DIRECTIVE:
Rewrite the data with "evaluation round" changed to "review phase" wherever it occurs, keeping every other part unchanged.

GIVEN DATA:
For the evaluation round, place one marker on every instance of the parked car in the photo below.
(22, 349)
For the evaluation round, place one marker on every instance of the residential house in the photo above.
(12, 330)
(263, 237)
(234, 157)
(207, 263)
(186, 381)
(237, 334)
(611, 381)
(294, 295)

PROBLEM SOLUTION:
For the review phase, place one marker on every instance of the parked car in the photo below.
(22, 349)
For the review phase, place one marker on every instance of the residential house in the photo above.
(12, 330)
(263, 237)
(234, 157)
(207, 263)
(186, 381)
(237, 334)
(611, 381)
(294, 295)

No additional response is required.